**TASK DESCRIPTION:** Revise the lines from the one with "In this exercise you will locate the yellow" to the one with "point(431, 383)", putting "image" wherever "photo" appears and leaving everything else unchanged.

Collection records
■ ■ ■ ■ ■
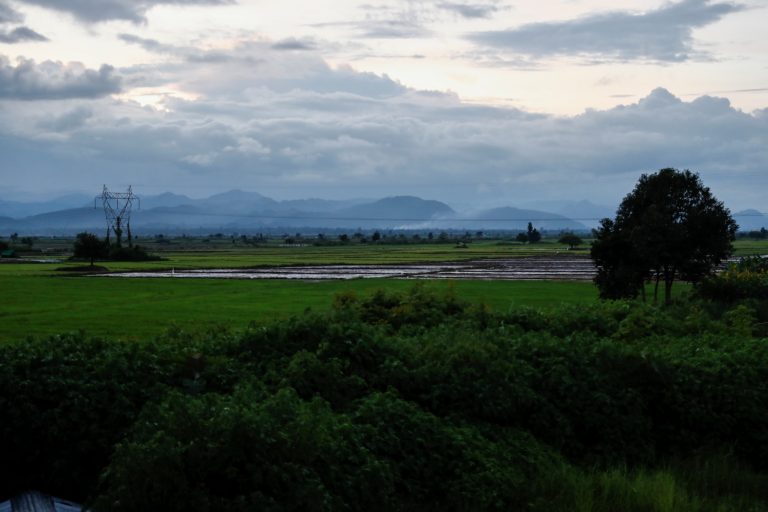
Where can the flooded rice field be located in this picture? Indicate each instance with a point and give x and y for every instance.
(569, 268)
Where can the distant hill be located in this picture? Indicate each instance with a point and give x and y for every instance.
(240, 211)
(512, 219)
(583, 211)
(166, 199)
(399, 208)
(16, 209)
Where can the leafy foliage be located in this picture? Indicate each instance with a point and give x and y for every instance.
(669, 227)
(408, 401)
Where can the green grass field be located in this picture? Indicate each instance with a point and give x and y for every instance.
(137, 308)
(38, 300)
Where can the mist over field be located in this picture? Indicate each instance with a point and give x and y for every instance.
(403, 255)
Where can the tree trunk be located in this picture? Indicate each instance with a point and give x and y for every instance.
(669, 279)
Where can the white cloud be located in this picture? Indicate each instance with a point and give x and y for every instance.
(664, 34)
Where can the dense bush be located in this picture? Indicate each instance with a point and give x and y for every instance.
(133, 253)
(407, 401)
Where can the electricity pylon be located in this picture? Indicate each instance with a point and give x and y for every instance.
(117, 210)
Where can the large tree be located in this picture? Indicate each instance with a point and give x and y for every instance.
(669, 227)
(89, 247)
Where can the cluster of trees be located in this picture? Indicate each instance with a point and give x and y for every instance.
(410, 401)
(669, 227)
(762, 234)
(531, 236)
(90, 247)
(571, 240)
(15, 240)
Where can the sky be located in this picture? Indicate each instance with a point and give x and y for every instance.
(474, 103)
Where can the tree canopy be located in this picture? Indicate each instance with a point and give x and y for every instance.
(89, 247)
(571, 240)
(669, 227)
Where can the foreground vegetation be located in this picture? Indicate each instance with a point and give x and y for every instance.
(402, 401)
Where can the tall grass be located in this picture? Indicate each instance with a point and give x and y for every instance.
(714, 484)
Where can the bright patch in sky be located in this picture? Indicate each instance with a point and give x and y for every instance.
(489, 102)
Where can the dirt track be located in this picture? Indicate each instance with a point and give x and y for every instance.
(567, 268)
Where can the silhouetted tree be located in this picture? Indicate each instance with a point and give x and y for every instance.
(88, 246)
(669, 227)
(570, 240)
(533, 234)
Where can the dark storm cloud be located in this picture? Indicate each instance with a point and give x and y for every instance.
(28, 80)
(21, 34)
(467, 10)
(265, 118)
(664, 34)
(92, 11)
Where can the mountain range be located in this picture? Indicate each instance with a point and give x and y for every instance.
(245, 212)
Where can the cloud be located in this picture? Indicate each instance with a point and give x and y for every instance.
(9, 15)
(662, 35)
(20, 34)
(68, 121)
(293, 44)
(151, 45)
(471, 11)
(55, 80)
(290, 122)
(93, 11)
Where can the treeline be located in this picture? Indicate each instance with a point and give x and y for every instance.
(411, 401)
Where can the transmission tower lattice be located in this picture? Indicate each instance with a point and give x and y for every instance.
(117, 210)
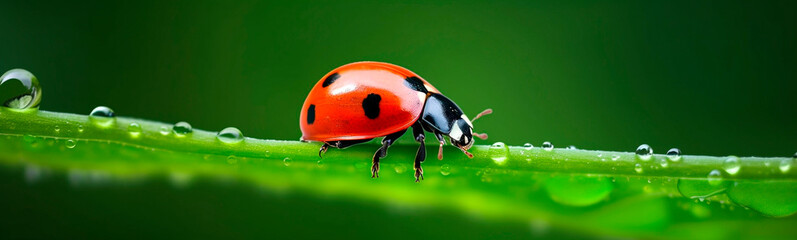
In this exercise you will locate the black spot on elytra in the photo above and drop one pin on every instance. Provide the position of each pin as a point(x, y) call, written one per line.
point(416, 84)
point(311, 114)
point(330, 79)
point(371, 105)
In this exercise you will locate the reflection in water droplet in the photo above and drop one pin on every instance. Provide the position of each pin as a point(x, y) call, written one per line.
point(134, 129)
point(102, 116)
point(230, 135)
point(714, 177)
point(180, 129)
point(547, 146)
point(732, 165)
point(19, 90)
point(638, 168)
point(644, 152)
point(445, 170)
point(785, 165)
point(674, 154)
point(498, 152)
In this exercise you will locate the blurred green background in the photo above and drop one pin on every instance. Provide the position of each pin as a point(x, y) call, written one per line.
point(708, 78)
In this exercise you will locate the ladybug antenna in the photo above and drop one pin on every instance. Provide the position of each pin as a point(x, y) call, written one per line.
point(485, 112)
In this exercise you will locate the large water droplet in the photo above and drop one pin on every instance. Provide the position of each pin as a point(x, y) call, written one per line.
point(102, 116)
point(230, 135)
point(498, 152)
point(674, 154)
point(445, 169)
point(182, 128)
point(714, 177)
point(19, 89)
point(785, 165)
point(547, 146)
point(528, 146)
point(638, 168)
point(644, 152)
point(732, 165)
point(134, 129)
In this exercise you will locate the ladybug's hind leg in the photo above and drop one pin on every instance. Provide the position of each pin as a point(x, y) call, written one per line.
point(382, 151)
point(417, 132)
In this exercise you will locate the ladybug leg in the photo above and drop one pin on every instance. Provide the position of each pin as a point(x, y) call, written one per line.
point(417, 131)
point(382, 151)
point(442, 142)
point(323, 149)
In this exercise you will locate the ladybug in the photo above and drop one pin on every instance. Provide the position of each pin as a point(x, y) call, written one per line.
point(360, 101)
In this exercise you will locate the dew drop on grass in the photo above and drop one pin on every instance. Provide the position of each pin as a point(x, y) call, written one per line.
point(181, 129)
point(230, 135)
point(732, 165)
point(674, 154)
point(785, 165)
point(644, 152)
point(445, 170)
point(102, 116)
point(547, 146)
point(498, 152)
point(714, 177)
point(20, 90)
point(134, 129)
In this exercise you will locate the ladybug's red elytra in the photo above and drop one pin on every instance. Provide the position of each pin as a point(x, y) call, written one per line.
point(361, 101)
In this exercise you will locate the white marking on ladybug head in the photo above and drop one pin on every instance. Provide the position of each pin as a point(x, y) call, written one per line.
point(467, 120)
point(456, 133)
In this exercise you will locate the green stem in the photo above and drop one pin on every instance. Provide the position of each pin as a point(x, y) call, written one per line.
point(44, 123)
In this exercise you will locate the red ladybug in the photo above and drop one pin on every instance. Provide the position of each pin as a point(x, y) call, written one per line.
point(361, 101)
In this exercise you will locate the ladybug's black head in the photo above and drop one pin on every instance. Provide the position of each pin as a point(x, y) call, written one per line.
point(444, 116)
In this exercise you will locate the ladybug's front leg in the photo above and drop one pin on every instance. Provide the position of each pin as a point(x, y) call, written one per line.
point(417, 132)
point(382, 151)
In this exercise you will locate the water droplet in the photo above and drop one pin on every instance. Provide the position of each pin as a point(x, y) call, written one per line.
point(182, 128)
point(230, 135)
point(663, 163)
point(547, 146)
point(785, 165)
point(19, 89)
point(102, 116)
point(638, 168)
point(732, 165)
point(498, 152)
point(134, 129)
point(674, 154)
point(714, 177)
point(644, 152)
point(445, 170)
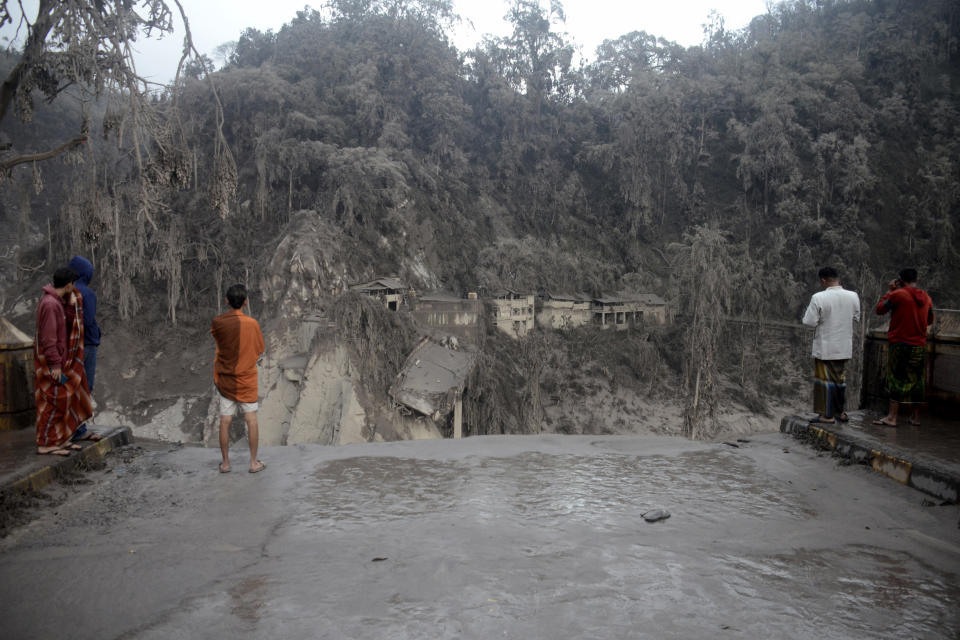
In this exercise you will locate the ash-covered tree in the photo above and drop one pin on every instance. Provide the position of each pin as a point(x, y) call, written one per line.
point(707, 278)
point(117, 205)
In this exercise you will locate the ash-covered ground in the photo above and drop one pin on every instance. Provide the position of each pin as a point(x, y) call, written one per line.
point(507, 536)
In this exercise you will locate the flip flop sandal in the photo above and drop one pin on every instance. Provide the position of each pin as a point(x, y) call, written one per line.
point(60, 453)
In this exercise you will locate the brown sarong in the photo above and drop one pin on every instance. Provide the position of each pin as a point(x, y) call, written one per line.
point(62, 407)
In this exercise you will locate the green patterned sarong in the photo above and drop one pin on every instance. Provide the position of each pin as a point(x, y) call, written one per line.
point(906, 369)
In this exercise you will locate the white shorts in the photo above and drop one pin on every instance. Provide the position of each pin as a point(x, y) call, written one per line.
point(228, 407)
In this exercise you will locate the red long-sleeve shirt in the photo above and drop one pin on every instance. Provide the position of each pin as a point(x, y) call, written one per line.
point(54, 317)
point(911, 312)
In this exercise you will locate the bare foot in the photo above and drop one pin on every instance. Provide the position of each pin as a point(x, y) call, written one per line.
point(52, 451)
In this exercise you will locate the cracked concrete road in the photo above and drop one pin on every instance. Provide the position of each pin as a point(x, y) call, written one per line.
point(512, 537)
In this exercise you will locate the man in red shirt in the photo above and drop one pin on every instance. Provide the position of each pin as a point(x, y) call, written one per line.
point(239, 347)
point(60, 383)
point(911, 312)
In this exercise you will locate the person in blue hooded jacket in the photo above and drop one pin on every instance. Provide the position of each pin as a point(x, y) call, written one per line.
point(91, 331)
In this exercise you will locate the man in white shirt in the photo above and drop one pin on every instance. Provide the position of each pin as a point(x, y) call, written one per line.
point(832, 312)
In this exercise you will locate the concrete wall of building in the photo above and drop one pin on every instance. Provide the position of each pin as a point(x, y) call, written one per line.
point(564, 314)
point(514, 317)
point(460, 318)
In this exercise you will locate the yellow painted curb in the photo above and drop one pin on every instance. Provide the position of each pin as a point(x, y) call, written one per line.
point(95, 451)
point(891, 467)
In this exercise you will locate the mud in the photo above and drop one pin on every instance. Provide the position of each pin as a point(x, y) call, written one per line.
point(537, 537)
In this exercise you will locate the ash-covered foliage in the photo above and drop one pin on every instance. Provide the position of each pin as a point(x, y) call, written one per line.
point(379, 340)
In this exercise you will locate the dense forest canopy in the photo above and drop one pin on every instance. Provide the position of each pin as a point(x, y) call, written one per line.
point(823, 133)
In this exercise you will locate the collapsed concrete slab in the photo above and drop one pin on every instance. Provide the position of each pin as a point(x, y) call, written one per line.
point(431, 383)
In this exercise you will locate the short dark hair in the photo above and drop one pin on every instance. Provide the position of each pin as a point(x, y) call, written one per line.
point(64, 276)
point(829, 273)
point(908, 275)
point(236, 295)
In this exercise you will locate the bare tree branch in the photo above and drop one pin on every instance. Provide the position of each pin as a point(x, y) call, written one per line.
point(6, 165)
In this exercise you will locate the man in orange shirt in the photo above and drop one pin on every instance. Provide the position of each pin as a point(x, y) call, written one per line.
point(239, 347)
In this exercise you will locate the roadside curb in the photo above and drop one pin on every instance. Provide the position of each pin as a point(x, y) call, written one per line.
point(111, 439)
point(924, 477)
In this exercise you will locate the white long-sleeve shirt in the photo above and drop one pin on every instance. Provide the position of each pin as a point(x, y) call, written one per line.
point(833, 312)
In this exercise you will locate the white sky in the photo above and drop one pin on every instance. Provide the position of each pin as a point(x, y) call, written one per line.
point(589, 22)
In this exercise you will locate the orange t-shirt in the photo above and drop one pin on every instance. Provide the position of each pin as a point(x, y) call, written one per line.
point(239, 345)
■ ■ ■ ■ ■
**REPLY:**
In this exercise you will locate the yellow painted curb in the image above and drop one pin on every instance. Provide the position of each pin as a point(x, y) call, written one per line.
point(95, 451)
point(891, 467)
In this exercise you will locate the mud in the image above and drop one pin on every instance. Provide the position of each pin as a point(x, y) call, written one per line.
point(537, 537)
In this exercise you will locate the ash-covered foliage in the image above and drop one pin on every instance. Provide the position of each pin as a point(x, y) call, written one per line.
point(379, 340)
In this exercise you will locate the dense forest canopy in the image above and drop one pin on every instance. Provide the position of each pin as a point(x, y) call, written one per line.
point(823, 133)
In this exercise you will locate the collapsed concrete slab in the image above and drop one pin on every instance. Provide the position of each pin as a point(x, y) call, written one per line.
point(431, 383)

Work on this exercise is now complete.